__Data under study__

==========

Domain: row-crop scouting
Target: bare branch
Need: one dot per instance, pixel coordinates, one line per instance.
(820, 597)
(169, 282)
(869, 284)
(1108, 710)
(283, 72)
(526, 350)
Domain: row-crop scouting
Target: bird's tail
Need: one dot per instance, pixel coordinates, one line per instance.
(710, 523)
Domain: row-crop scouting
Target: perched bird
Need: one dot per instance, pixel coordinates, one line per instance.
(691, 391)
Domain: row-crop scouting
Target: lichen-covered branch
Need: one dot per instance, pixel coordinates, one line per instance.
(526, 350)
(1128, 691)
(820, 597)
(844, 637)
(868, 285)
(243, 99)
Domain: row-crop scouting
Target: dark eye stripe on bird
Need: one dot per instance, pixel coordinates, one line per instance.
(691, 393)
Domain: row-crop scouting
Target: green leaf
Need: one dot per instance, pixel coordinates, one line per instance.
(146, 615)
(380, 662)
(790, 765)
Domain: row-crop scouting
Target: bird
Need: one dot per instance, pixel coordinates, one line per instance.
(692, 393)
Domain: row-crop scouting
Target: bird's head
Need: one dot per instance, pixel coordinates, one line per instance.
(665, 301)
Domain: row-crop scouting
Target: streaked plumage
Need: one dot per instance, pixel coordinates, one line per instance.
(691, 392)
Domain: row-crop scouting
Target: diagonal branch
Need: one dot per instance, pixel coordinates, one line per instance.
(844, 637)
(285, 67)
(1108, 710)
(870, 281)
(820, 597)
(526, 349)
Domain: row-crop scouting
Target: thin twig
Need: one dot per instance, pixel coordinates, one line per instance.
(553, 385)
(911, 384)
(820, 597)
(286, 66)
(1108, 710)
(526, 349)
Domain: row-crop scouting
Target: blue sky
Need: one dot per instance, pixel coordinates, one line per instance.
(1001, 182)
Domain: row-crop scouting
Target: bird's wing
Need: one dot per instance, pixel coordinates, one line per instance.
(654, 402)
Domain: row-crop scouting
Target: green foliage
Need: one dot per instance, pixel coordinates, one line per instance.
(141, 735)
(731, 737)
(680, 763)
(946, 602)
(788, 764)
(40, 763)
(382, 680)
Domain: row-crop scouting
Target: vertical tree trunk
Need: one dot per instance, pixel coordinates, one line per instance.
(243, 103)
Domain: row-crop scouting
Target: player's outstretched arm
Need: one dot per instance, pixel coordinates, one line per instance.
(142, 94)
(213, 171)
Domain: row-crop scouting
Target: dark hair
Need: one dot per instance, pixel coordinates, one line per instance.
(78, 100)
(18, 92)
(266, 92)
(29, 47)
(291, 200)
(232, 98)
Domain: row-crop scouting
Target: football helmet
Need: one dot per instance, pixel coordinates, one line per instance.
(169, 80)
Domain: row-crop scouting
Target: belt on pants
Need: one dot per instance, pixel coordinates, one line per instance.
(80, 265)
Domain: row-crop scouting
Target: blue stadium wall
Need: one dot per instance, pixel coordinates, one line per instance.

==========

__What you will do__
Type the whole listing again, unaltered.

__Worked solution__
Domain: row-crop scouting
Target: bare branch
Need: one dot per instance, pixel coordinates, one line per instance.
(820, 597)
(169, 282)
(869, 284)
(1108, 710)
(283, 72)
(526, 350)
Domain: row-crop scouting
Target: bird's tail
Need: one dot per instance, pixel coordinates, one line per instance.
(710, 523)
Domain: row-crop scouting
Target: perched bird
Need: one dot per instance, pixel coordinates, one line per instance.
(691, 391)
Domain: row-crop scouting
Target: lichen-covered branch
Need: one dot per instance, pixel coordinates, one line per instance.
(526, 350)
(1128, 691)
(820, 597)
(844, 637)
(868, 285)
(243, 99)
Domain: row-crop scouting
Target: dark eye stripe on bird
Need: one dot per instance, pixel coordinates, one line per instance.
(691, 393)
Domain: row-crop scouting
Target: green leaf
Need: one dot per instance, pixel coordinates, one line per instance.
(146, 615)
(380, 662)
(790, 765)
Domain: row-crop scouting
Target: bird
Need: one dot per instance, pixel coordinates, one line per instance.
(692, 393)
Domain: row-crop scouting
Target: bird's head
Need: one dot per instance, pixel coordinates, one line per instance.
(665, 301)
Domain: row-crop scouting
Target: streaked plumage
Need: one dot per instance, pixel coordinates, one line per instance.
(691, 392)
Domain: row-crop scouting
Target: diagonal branch
Need: one dot per instance, pixel coordinates, one line per instance.
(844, 637)
(285, 67)
(1108, 710)
(870, 281)
(820, 597)
(526, 349)
Domain: row-crop scouting
Target: thin twig
Need: one dot per instance, pixel coordinates, one line per instance.
(553, 385)
(911, 384)
(820, 597)
(286, 66)
(1108, 710)
(526, 349)
Domain: row-crop scouting
Target: blue sky
Need: one dot per instance, pixel coordinates, one line per instance.
(1001, 182)
Domain: row-crop scouting
Target: bird's wing
Need: one dot per instance, pixel coordinates, one line per instance.
(654, 402)
Domain: row-crop scouting
Target: green foliage
Need: one dot per instance, pixel coordinates, one line per instance.
(141, 735)
(731, 737)
(680, 763)
(946, 602)
(788, 764)
(40, 763)
(382, 680)
Domain: row-crop scouting
Target: vertical tree trunk
Need: one dot per instance, pixel coordinates, one line per instance.
(243, 103)
Domain: row-crop scouting
Target: player's outstretched arm
Need: one dot per instance, pixel coordinates, one line per instance.
(142, 94)
(213, 171)
Domain: row-crop scouting
Target: dark hair
Need: one dot per instance, pixel coordinates, one line per instance.
(78, 100)
(18, 92)
(266, 92)
(29, 47)
(291, 200)
(232, 98)
Domain: row-crop scouting
Target: football helmet
Need: one dot per instance, pixel coordinates, one line per instance.
(169, 80)
Domain: row-crop scouting
Target: belt on pants
Need: one dot per instance, pixel coordinates, one line per instance.
(80, 265)
Domain: row-crop scouting
Target: blue stadium wall
Need: one dot per instance, pixel coordinates, one line per instance.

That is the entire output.